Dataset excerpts
=== Begin Enclosure ===
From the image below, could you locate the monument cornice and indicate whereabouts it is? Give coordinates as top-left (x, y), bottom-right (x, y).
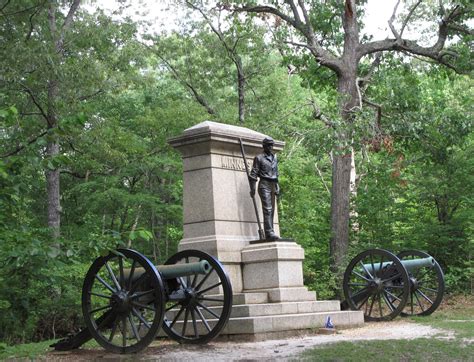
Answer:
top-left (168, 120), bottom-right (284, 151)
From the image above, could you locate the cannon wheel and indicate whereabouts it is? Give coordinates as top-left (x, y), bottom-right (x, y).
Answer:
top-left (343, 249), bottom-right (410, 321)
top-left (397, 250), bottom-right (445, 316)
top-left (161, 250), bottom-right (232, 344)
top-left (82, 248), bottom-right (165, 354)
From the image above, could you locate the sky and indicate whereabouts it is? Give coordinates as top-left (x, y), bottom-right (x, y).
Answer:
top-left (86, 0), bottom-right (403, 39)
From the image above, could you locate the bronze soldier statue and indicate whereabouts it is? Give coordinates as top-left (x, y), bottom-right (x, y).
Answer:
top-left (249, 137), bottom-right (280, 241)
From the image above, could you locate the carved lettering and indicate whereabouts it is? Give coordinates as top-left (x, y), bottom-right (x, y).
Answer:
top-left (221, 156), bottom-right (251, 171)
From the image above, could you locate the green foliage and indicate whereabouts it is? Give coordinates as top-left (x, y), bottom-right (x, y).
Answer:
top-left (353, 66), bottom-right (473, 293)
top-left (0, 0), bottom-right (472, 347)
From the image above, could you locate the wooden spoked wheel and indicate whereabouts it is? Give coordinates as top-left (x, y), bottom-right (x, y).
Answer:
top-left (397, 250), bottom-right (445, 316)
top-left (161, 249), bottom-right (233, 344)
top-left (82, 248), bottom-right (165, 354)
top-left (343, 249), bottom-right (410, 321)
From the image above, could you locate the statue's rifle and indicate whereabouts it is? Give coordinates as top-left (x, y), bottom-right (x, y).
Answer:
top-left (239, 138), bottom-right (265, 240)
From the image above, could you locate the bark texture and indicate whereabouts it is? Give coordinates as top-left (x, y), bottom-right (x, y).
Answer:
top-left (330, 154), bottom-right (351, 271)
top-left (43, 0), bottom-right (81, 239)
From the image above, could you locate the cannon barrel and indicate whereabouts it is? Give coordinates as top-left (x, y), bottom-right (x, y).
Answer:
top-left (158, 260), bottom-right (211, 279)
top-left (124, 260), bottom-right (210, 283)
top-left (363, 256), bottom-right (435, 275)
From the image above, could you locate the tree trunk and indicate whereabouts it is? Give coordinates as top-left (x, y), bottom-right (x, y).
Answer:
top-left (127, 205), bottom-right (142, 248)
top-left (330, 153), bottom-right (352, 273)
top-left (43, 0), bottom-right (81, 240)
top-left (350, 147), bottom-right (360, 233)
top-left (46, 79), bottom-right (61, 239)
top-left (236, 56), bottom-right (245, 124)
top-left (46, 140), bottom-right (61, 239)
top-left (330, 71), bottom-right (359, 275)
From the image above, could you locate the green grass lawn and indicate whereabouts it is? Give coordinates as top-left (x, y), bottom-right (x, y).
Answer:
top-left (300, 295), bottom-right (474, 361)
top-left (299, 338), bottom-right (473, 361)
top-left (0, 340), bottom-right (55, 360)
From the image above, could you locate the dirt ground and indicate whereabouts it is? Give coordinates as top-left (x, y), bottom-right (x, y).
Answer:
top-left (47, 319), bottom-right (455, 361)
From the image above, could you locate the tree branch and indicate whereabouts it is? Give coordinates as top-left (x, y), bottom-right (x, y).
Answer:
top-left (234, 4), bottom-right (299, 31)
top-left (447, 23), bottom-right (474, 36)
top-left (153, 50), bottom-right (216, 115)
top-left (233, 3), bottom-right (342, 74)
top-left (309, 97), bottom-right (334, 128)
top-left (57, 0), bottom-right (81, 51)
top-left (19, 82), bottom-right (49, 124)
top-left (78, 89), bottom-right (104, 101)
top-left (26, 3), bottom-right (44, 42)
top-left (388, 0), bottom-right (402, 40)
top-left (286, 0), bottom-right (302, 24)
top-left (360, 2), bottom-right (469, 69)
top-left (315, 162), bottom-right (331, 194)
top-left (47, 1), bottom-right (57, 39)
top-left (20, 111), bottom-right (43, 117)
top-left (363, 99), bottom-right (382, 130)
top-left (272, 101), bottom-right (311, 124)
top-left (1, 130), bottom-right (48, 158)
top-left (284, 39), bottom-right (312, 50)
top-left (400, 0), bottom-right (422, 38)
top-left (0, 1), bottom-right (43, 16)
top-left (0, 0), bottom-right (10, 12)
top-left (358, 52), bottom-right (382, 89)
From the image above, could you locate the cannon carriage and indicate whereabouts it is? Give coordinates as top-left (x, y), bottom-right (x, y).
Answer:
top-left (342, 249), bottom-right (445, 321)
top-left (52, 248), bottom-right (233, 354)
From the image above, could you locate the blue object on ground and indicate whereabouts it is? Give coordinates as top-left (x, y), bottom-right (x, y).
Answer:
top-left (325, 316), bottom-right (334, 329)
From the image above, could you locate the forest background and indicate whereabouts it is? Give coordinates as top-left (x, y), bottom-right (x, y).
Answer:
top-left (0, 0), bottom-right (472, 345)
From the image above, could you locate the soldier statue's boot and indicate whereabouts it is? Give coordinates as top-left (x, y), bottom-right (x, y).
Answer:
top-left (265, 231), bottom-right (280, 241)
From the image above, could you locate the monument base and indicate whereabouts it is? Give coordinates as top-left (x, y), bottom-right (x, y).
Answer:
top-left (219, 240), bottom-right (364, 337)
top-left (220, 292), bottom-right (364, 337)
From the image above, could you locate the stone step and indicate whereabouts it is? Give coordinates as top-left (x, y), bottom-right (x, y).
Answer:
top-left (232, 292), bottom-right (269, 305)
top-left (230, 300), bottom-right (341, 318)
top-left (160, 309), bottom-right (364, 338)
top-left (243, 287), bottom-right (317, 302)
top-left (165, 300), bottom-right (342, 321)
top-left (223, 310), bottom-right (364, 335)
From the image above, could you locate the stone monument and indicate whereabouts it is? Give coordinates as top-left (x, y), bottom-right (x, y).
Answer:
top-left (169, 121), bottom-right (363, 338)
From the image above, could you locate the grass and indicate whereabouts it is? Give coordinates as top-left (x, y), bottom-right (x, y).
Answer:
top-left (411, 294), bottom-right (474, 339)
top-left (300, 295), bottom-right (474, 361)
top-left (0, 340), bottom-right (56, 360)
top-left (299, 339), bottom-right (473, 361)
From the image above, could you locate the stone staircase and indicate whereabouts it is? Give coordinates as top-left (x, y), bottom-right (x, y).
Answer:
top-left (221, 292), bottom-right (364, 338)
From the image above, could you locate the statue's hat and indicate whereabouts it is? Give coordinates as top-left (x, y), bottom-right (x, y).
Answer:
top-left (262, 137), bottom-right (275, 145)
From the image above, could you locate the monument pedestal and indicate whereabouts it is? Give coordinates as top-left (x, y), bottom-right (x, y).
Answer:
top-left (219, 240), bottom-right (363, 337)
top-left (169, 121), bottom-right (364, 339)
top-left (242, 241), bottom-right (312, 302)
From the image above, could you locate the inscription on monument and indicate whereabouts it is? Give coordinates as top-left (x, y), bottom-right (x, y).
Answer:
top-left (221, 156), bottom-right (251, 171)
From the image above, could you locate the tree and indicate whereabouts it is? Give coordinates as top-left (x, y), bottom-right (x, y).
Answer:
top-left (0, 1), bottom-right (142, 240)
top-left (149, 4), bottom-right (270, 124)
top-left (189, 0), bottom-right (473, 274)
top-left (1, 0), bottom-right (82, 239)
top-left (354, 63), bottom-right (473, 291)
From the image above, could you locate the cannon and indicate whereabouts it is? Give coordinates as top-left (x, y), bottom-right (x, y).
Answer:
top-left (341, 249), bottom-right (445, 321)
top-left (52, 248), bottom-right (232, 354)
=== End Enclosure ===
Task instructions
Within the records above, count the lines that contain "soldier" and give only that number.

Task response
2